◆ Data to process
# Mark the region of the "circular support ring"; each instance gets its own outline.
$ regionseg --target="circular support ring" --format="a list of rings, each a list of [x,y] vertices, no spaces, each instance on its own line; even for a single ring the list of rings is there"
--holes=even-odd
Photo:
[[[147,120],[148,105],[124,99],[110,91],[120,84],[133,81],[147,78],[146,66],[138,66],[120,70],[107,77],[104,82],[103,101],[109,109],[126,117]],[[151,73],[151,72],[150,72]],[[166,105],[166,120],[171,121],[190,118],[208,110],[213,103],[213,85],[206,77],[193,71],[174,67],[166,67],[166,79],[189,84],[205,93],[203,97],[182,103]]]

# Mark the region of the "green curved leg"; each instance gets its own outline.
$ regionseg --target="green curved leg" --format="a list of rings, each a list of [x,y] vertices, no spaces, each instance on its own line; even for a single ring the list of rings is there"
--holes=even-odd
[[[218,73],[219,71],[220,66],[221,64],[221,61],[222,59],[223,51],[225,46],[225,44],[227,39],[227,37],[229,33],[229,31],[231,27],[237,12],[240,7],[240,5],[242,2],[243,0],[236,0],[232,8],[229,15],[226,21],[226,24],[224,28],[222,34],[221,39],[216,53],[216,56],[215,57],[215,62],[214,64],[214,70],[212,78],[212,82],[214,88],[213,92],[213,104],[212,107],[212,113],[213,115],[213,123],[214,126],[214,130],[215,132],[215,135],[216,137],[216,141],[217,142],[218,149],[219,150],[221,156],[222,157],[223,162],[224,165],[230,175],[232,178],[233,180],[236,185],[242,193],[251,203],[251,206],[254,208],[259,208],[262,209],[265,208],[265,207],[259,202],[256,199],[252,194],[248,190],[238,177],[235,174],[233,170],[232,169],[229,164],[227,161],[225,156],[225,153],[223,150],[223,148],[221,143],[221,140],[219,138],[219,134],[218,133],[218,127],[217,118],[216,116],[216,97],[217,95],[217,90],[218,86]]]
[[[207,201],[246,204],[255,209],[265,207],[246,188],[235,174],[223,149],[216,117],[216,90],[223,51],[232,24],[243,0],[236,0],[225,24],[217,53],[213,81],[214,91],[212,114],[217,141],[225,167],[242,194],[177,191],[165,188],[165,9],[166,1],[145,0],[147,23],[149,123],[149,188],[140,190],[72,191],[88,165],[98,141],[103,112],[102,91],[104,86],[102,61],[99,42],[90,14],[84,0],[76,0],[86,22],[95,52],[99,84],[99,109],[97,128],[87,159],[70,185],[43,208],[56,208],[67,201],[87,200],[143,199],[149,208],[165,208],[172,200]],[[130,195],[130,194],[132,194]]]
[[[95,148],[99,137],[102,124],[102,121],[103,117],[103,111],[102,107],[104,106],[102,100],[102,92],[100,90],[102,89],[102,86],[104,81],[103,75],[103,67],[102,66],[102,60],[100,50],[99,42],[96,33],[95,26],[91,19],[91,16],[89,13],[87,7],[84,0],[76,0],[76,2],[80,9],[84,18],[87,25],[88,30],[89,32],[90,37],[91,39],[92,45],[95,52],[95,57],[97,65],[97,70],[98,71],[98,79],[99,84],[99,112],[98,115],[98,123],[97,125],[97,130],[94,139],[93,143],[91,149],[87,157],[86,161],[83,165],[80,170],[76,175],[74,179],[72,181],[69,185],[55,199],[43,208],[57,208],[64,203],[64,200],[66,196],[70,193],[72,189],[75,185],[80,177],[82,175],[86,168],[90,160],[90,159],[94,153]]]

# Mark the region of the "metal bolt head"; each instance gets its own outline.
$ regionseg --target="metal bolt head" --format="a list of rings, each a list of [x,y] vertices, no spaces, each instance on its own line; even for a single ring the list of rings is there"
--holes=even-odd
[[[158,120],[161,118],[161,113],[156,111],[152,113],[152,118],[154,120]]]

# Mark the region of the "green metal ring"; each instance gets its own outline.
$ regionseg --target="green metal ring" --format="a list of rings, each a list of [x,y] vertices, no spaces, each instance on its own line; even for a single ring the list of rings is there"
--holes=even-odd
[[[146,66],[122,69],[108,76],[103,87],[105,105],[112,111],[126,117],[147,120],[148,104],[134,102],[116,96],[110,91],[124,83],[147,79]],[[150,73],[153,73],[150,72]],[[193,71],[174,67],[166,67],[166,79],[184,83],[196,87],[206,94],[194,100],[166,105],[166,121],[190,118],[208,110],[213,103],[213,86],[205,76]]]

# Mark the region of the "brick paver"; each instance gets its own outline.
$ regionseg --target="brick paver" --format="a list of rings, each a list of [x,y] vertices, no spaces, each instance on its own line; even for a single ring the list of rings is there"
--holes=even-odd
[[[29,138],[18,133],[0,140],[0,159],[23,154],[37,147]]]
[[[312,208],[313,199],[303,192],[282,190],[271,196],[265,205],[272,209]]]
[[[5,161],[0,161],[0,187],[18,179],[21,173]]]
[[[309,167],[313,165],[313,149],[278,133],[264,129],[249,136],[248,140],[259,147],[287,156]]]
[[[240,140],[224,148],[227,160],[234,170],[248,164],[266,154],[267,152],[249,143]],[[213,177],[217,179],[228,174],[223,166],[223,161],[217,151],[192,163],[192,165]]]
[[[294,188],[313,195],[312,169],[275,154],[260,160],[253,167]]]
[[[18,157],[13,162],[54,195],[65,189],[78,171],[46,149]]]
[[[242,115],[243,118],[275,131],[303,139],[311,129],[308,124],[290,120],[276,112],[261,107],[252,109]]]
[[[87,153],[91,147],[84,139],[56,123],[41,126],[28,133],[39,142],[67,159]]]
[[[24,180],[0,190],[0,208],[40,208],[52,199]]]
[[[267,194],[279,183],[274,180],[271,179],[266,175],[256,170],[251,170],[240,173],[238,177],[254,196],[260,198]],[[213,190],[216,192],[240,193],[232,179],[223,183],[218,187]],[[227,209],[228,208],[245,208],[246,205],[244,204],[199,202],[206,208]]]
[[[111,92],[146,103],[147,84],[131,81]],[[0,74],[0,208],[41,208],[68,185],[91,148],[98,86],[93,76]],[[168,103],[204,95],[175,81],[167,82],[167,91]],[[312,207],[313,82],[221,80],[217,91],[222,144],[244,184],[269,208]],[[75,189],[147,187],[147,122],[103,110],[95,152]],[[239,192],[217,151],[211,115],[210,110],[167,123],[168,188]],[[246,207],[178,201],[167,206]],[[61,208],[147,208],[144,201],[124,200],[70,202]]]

◆ Written instruction
Please copy out each record, character for character.

◆ Result
# Mark the region of the "circular support ring"; each instance gets its own outline.
$ regionseg --target="circular support ring" --format="a list of rings, each a list of [x,y] vertices, no spaces, each instance on its own line; even for a single ring the list of rings is there"
--holes=even-odd
Photo:
[[[147,120],[148,105],[124,99],[110,91],[120,84],[133,81],[147,78],[146,66],[138,66],[120,70],[107,77],[104,82],[103,101],[109,109],[126,117]],[[151,73],[151,72],[150,72]],[[166,105],[166,120],[171,121],[190,118],[208,110],[213,103],[213,85],[206,77],[193,71],[174,67],[166,67],[166,79],[189,84],[205,93],[203,97],[182,103]]]

# Mark the region of the "green curved leg"; each instance gets its own outline.
$ regionseg --target="green curved leg" --format="a list of rings, each a list of [x,y] vertices, no spaces, each instance on its own line; even for a single ring the list of rings is there"
--holes=even-odd
[[[218,73],[219,71],[220,66],[221,64],[221,61],[222,59],[223,51],[225,46],[225,44],[227,39],[227,37],[229,33],[229,31],[231,27],[237,12],[240,7],[240,5],[242,2],[243,0],[236,0],[232,8],[229,15],[226,21],[226,24],[224,28],[222,34],[221,39],[216,53],[216,56],[215,57],[215,62],[214,64],[214,70],[212,78],[212,82],[214,88],[213,92],[213,104],[212,107],[212,113],[213,115],[213,123],[214,126],[214,130],[215,132],[215,135],[216,137],[216,141],[217,142],[218,149],[219,150],[221,156],[222,157],[223,162],[224,165],[230,175],[232,178],[233,180],[236,185],[242,193],[251,203],[251,206],[254,208],[259,208],[262,209],[265,208],[265,207],[259,202],[256,199],[252,194],[248,190],[238,177],[235,174],[233,170],[232,169],[229,164],[227,161],[225,156],[225,153],[223,150],[223,148],[221,143],[221,140],[219,138],[219,134],[218,133],[218,127],[217,118],[216,116],[216,97],[217,95],[217,90],[218,86]]]
[[[207,201],[246,204],[255,209],[265,207],[246,188],[235,174],[223,149],[216,117],[216,90],[223,51],[232,24],[243,0],[236,0],[225,24],[217,53],[213,81],[214,91],[212,114],[217,141],[225,167],[242,194],[177,191],[165,188],[165,9],[166,1],[145,0],[147,23],[149,123],[149,188],[140,190],[72,191],[88,165],[98,141],[103,112],[102,91],[104,86],[102,61],[99,42],[90,14],[84,0],[76,0],[86,22],[95,52],[99,84],[99,109],[97,128],[87,159],[70,185],[43,208],[56,208],[67,201],[87,200],[143,199],[149,208],[165,208],[172,200]],[[130,195],[130,194],[132,194]]]
[[[95,148],[99,137],[102,124],[102,121],[103,117],[103,111],[102,107],[104,106],[102,100],[102,92],[100,90],[102,89],[102,86],[104,81],[103,75],[103,67],[102,66],[102,60],[100,50],[99,42],[96,33],[95,26],[91,19],[91,16],[89,13],[87,7],[84,0],[76,0],[76,2],[80,9],[84,18],[87,25],[88,30],[89,32],[90,37],[91,39],[92,45],[95,52],[95,57],[97,65],[97,70],[98,71],[98,79],[99,84],[99,112],[98,115],[98,123],[97,125],[97,130],[94,139],[93,143],[91,149],[87,157],[86,161],[83,165],[80,170],[76,175],[74,179],[72,181],[69,185],[55,199],[43,208],[57,208],[64,203],[64,200],[66,196],[70,193],[72,189],[75,185],[80,177],[82,175],[86,168],[90,160],[90,159],[94,153]]]

# Mark the region of the "metal bolt head"; each instance gets its own outline.
$ regionseg --target="metal bolt head" --format="a list of rings, each a list of [x,y] vertices, no spaces, each instance on its own line; even for a single ring the list of rings is there"
--holes=even-odd
[[[158,120],[161,118],[161,113],[156,111],[152,113],[152,118],[154,120]]]

# Mark the region of the "green metal ring"; each instance gets its own outline.
$ regionseg --target="green metal ring" --format="a list of rings, each a list of [x,y] vertices, no spaces, each instance on its own line; even for a single ring the list of rings is there"
--holes=even-odd
[[[146,66],[122,69],[108,76],[103,87],[105,105],[112,111],[126,117],[147,120],[148,104],[134,102],[116,96],[110,91],[124,83],[147,79]],[[150,73],[153,73],[150,72]],[[193,71],[174,67],[166,67],[166,79],[184,83],[196,87],[206,94],[194,100],[166,105],[166,121],[190,118],[208,110],[213,103],[213,86],[205,76]]]

# Mark the region of the "brick paver"; each instance gets its own outline.
$ regionseg --target="brick paver" --format="a list of rings, each a list of [x,y] vertices, no spaces, each instance on its own line; even for a single ring the list of rings is there"
--holes=even-odd
[[[29,138],[18,133],[0,140],[0,159],[23,154],[37,147]]]
[[[312,208],[313,199],[303,192],[282,190],[271,196],[265,205],[272,209]]]
[[[5,161],[0,161],[0,187],[18,179],[21,173]]]
[[[309,167],[313,165],[313,149],[278,133],[264,129],[249,136],[248,140],[259,147],[287,156]]]
[[[240,140],[224,148],[227,160],[234,170],[248,164],[266,154],[267,152],[249,143]],[[213,177],[217,179],[228,174],[223,166],[223,161],[217,151],[192,163],[192,165]]]
[[[294,188],[313,195],[312,169],[275,154],[260,160],[253,167]]]
[[[18,157],[13,162],[54,195],[65,189],[78,171],[46,149]]]
[[[242,115],[243,118],[275,131],[303,139],[311,129],[308,124],[290,120],[276,112],[261,107],[252,109]]]
[[[87,153],[91,147],[84,139],[56,123],[41,126],[28,133],[39,142],[67,159]]]
[[[24,180],[0,190],[0,208],[40,208],[52,199]]]
[[[267,194],[279,183],[274,180],[271,179],[266,175],[256,170],[251,170],[240,173],[238,177],[254,196],[260,198]],[[213,190],[216,192],[240,193],[232,179],[223,183],[218,187]],[[227,209],[228,208],[245,208],[246,205],[244,204],[199,202],[206,208]]]
[[[111,92],[146,103],[147,84],[131,81]],[[0,74],[0,208],[41,208],[68,185],[91,148],[98,86],[93,76]],[[168,103],[204,95],[175,81],[167,82],[167,91]],[[312,207],[313,82],[221,80],[217,91],[222,144],[244,184],[269,208]],[[75,189],[147,187],[147,122],[103,110],[95,152]],[[239,192],[217,151],[211,115],[210,110],[167,123],[168,188]],[[246,207],[178,201],[167,206]],[[61,208],[147,208],[144,201],[124,200],[70,202]]]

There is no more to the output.